> [Task details] Reproduce every record below exactly, with the pictures left out.

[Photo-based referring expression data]
----------------

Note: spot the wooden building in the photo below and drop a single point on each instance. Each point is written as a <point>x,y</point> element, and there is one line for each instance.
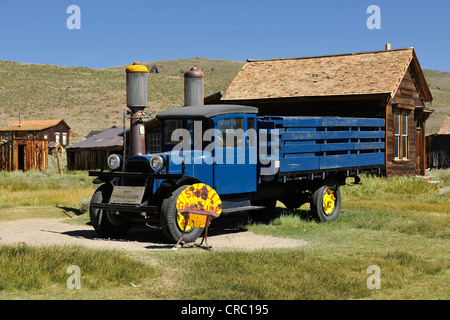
<point>93,152</point>
<point>386,84</point>
<point>438,147</point>
<point>24,154</point>
<point>53,130</point>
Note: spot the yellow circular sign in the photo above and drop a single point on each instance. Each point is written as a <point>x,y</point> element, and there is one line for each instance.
<point>197,202</point>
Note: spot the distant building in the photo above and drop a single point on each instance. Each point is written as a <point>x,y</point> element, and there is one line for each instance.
<point>53,130</point>
<point>93,152</point>
<point>385,84</point>
<point>438,147</point>
<point>25,144</point>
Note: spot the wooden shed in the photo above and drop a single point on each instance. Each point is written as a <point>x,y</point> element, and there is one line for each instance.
<point>53,130</point>
<point>438,147</point>
<point>386,84</point>
<point>24,154</point>
<point>94,151</point>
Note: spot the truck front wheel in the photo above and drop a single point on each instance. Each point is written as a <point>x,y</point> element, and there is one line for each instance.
<point>326,201</point>
<point>172,222</point>
<point>107,223</point>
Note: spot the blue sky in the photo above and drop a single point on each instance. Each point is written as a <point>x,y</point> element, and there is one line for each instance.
<point>119,32</point>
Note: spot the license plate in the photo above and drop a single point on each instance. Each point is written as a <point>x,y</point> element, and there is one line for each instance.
<point>127,195</point>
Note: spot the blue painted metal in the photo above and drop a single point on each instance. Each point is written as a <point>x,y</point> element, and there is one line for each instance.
<point>323,143</point>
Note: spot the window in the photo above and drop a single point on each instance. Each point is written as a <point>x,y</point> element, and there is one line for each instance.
<point>232,132</point>
<point>154,142</point>
<point>401,135</point>
<point>188,127</point>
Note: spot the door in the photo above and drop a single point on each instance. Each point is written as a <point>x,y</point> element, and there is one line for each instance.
<point>235,154</point>
<point>21,158</point>
<point>419,147</point>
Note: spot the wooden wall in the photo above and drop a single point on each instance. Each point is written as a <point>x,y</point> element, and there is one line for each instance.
<point>406,100</point>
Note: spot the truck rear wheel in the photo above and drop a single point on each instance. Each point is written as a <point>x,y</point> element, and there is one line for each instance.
<point>326,201</point>
<point>172,221</point>
<point>106,222</point>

----------------

> [Exercise response]
Note: spot the wooden building in the photo below and drop a single point on each instance. Each point is written as a <point>x,y</point> element, and there is one line for each instance.
<point>93,152</point>
<point>386,84</point>
<point>438,147</point>
<point>24,154</point>
<point>53,130</point>
Note: spot the yellow circular sign in the photo above and drop a single point on each instance. Each point is written as a <point>x,y</point> element, and there is one line for each instance.
<point>197,202</point>
Note: spot the distant building in the photo above and drop a single point on each instance. Each point is written as a <point>x,y</point> element, and there is one line for each instance.
<point>53,130</point>
<point>93,152</point>
<point>385,84</point>
<point>438,147</point>
<point>25,144</point>
Note: spot the wooden shed in the photo above and drop a single point on each instance. Each point is written as a <point>x,y</point> element, and there is one line for each instance.
<point>53,130</point>
<point>438,147</point>
<point>386,84</point>
<point>24,154</point>
<point>94,151</point>
Note: spot the truck front wheel in the photo above and drop a single point on each instance. Each point is written as a <point>x,y</point> element, and there is one line for each instance.
<point>326,201</point>
<point>172,222</point>
<point>107,223</point>
Note: spot the blue sky in the photo above and drop a single point on each instance. Each point is written as a <point>x,y</point> element, and there is one line for each instance.
<point>119,32</point>
Note: spot the license plate in the photo above and drop a single point on each instance. Each point is written as a <point>x,y</point> element, and there is one line for each instance.
<point>127,195</point>
Note: spot the blue painted metal in the photo above and drop a single point on each instance. Each point is written as a <point>x,y</point> element, and there is one line for each instance.
<point>323,143</point>
Note: spot the window in the photo above and drop a single point on each instance. Each point is written as a <point>x,y</point> element, and there is one line for each instance.
<point>232,132</point>
<point>154,142</point>
<point>401,135</point>
<point>188,127</point>
Note: spot the door in the photo above and drop a single point on each instance. Each point is written as a <point>x,y</point> element, and there is one line for each instance.
<point>235,154</point>
<point>21,158</point>
<point>419,147</point>
Note: spot the wooden wall in the photo above and drop a single point on each instance. Each point is written as a <point>x,y</point> element, and there is one line for each instance.
<point>406,100</point>
Note: spot the truck rear wheel in the photo above and drop a single point on each instance. Each point is written as a <point>x,y</point> element, and there is one line for each instance.
<point>326,201</point>
<point>172,221</point>
<point>106,222</point>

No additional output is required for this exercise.